К сказанному можно добавить: строгое пение по квадратной ноте практиковалось и в храме Киновии Александро-Невской Лавры, где иеромонах Гурий был настоятелем в период между двумя своими ссылками, то есть между 1925 и 1929 годами, и в хоре которого пели студент Константин Вендланд и школьник Александр Хархаров — будущие владыки Иоанн и Михей. Такое пение практиковалось и в домашних храмах в Ташкенте и Фергане, куда к иеромонаху Гурию приехали упомянутые выше и другие его духовные дети и где часто регентовала уважаемый всем населением этих городов доктор — Елизавета Вендланд, в будущем монахиня Евфросиния, старшая сестра Константина.
Как именно это пение осуществлялось, можно прочесть в воспоминаниях владыки Иоанна:
«…В киновийском хоре поощрялось пение по квадратным нотам, когда все голоса поют в унисон. Квадратные ноты были совершенно необходимы за Литургией для исполнения различных Херувимских песен, «Милость мира», задостойников, а также прокимнов. <…>
Все остальное… пелось просто по гласам, и бас мог петь мелодию. Но, впрочем, допускалось некоторое разделение на голоса: альт пел на терцию ниже, чем сопрано, а иногда выводил басовые фиоритуры» [5].
* * *
Конечно, при начале послевоенного епископского служения епископ Гурий столкнулся с совсем иной действительностью — с огромной территорией Среднеазиатской епархии, на просторах которой долго бушевало «обновленчество» и «самостийное» священство, с массой неотложных проблем всякого рода: остро недоставало храмов, священников и церковнослужителей, богослужебных книг, облачений, утвари. Но вопрос уставности был им поставлен сразу — прежде всего на примере своего кафедрального храма, то есть ташкентского Александро-Невского собора. В Бюллетене по епархии № 6 (1948) читаем под рубрикой «Руководство Епископа жизнью Кафедрального Собора»:
«Ввиду того, что Успенский Кафедральный собор в гор. Ташкенте должен, как Кафедральный, служить образцом для Епархии, преосвященный Владыка Гурий лично руководит сторонами его церковно-приходской жизни. Под руководством Епископа Гурия проведена переделка внутренней части Успенского Собора и постройка крещальни. В те дни, когда к ремонтным работам привлекался верующий народ, Епископ Гурий лично присутствовал и участвовал в работах. Богослужебный устав Собора руководится непосредственно Епископом. Надо отметить, что богослужение в Ташкенте до сих пор сохранило те благородные традиции, которые привил ему покойный Митрополит Арсений, в бытность свою митрополитом Ташкентским, а также Архиепископ Борис [Шипулин] [6]. К этим традициям относится выполнение хором всех или почти всех стихир, пение на два лика, часто с канонархом, гласовые распевы обиходного характера. Епископ Гурий поддерживает и развивает эти традиции. Опытный регент правого хора Собора К. Д. Приселков охотно шел навстречу этим желаниям Епископа [7]. По двунадесятым и великим праздникам все стихиры на всенощной исполняются строго антифонно, то есть поются правым и левым ликом поочередно. Правый хор хорошо готовится к службе и поет стихиры на глас без канонарха, четко донося до молящихся каждое слово песнопения. Левый хор поет с канонархом. Многие в народе поют с левым хором. Регент правого хора под руководством Епископа выбирает те духовно-музыкальные произведения, напев которых имеет более молитвенный характер, на гласы, принятые в церкви, «Свят Господь Бог», аллилуия поются знаменным роспевом в гармонизации Соловьева. В исполнении второго гласа Бахметевский роспев заменен более богатым по мелодии и близким к обиходному роспеву вторым гласом в гармонизации Соловьева, намечен такой же переход и для других гласов. Все больше прививается общенародное пение. За литургией Символ веры исполняется в настоящее время по всей Епархии общим пением. Каждое воскресенье по вечерам в Кафедральном Соборе служится вечерня, которая вся проводится народным пением. После вечерни служится Акафист и затем Епископ ведет продолжительную беседу об основных вопросах христианской жизни и веры» [8].

**Цель задания 1:**
Кто, согласно тексту о церковном пении, был регентом правого хора кафедрального собора в Ташкенте?
Текст о церковном пении и записи взяты из разных источников.

**Выдержка из набора данных:**
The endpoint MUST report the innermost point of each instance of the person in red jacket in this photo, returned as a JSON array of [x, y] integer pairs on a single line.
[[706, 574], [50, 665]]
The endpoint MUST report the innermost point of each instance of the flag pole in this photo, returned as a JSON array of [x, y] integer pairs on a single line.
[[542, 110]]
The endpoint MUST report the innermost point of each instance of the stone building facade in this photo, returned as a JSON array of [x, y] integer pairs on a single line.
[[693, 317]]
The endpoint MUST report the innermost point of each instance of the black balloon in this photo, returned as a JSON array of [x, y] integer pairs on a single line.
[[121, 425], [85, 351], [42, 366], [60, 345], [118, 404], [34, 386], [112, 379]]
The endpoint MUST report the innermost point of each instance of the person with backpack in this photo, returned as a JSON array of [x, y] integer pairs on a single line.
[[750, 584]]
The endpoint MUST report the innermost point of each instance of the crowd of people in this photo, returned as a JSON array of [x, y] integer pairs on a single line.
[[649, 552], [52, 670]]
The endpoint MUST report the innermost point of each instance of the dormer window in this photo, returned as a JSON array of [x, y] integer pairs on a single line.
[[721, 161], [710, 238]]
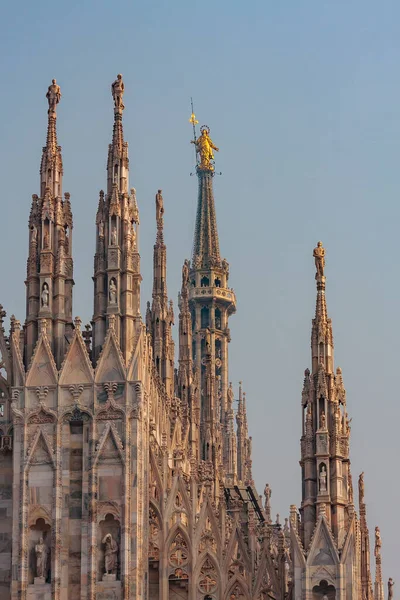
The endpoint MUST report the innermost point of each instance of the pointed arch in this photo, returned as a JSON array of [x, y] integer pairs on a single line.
[[238, 590], [76, 367], [41, 440], [110, 365], [42, 370], [109, 432]]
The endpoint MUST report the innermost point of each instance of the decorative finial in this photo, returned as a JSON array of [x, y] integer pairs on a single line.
[[117, 90], [378, 541], [319, 255], [204, 148], [53, 97], [159, 209], [361, 488]]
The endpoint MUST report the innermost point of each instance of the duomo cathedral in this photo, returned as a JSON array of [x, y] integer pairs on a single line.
[[126, 474]]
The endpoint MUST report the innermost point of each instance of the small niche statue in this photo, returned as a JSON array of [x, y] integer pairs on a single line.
[[267, 494], [204, 147], [114, 236], [53, 96], [45, 295], [110, 555], [41, 559], [159, 209], [117, 90], [185, 274], [322, 479], [378, 541], [319, 255], [113, 292]]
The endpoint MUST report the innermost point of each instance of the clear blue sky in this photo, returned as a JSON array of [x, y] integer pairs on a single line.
[[303, 99]]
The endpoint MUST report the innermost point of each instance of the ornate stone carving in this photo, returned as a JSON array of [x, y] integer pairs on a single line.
[[41, 559], [110, 555]]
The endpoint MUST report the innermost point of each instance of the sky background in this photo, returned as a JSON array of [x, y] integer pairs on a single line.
[[303, 99]]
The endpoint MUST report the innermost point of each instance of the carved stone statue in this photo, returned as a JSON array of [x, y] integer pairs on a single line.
[[113, 291], [133, 236], [110, 554], [322, 479], [114, 236], [378, 541], [361, 488], [205, 147], [319, 255], [208, 341], [230, 395], [53, 95], [185, 273], [159, 208], [267, 494], [41, 559], [45, 295], [117, 90]]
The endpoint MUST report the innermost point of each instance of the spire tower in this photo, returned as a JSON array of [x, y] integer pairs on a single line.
[[326, 432], [211, 302], [117, 262], [160, 316], [49, 279]]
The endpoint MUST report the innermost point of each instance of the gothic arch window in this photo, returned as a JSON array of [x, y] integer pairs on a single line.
[[208, 579], [324, 591], [205, 317], [179, 551]]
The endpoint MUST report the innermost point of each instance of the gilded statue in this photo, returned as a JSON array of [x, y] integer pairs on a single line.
[[205, 147], [117, 90], [361, 488], [319, 255], [185, 274], [110, 554], [53, 95], [41, 559], [159, 208], [378, 541]]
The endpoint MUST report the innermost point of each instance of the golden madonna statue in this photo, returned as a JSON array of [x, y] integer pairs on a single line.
[[205, 147]]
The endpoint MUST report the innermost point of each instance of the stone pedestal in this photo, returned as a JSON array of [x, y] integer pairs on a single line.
[[39, 590], [107, 589]]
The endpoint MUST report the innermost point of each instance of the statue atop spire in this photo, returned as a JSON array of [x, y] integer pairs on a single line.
[[205, 147], [319, 255], [53, 96], [117, 90], [159, 209]]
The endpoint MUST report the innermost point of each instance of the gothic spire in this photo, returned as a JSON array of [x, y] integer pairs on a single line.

**Цель задания 2:**
Приведите в виде нумерованного списка строки записей от самой первой до строки, содержащей «[[649, 552], [52, 670]]», включительно, без пустых строк.

**Результат выполнения 1:**
К. Д. Приселков.

**Результат выполнения 2:**
1. The endpoint MUST report the innermost point of each instance of the person in red jacket in this photo, returned as a JSON array of [x, y] integer pairs on a single line.
2. [[706, 574], [50, 665]]
3. The endpoint MUST report the innermost point of each instance of the flag pole in this photo, returned as a JSON array of [x, y] integer pairs on a single line.
4. [[542, 110]]
5. The endpoint MUST report the innermost point of each instance of the stone building facade in this photo, returned as a JSON array of [x, y] integer pairs on a single line.
6. [[693, 317]]
7. The endpoint MUST report the innermost point of each instance of the black balloon in this photo, returned as a JSON array of [x, y] integer pairs on a single line.
8. [[121, 425], [85, 351], [42, 366], [60, 345], [118, 404], [34, 386], [112, 379]]
9. The endpoint MUST report the innermost point of each instance of the person with backpack in this photo, returned as a JSON array of [x, y] integer pairs on a single line.
10. [[750, 584]]
11. The endpoint MUST report the innermost point of each instance of the crowd of people in this photo, returned as a JSON array of [x, y] integer pairs on a single line.
12. [[649, 552], [52, 670]]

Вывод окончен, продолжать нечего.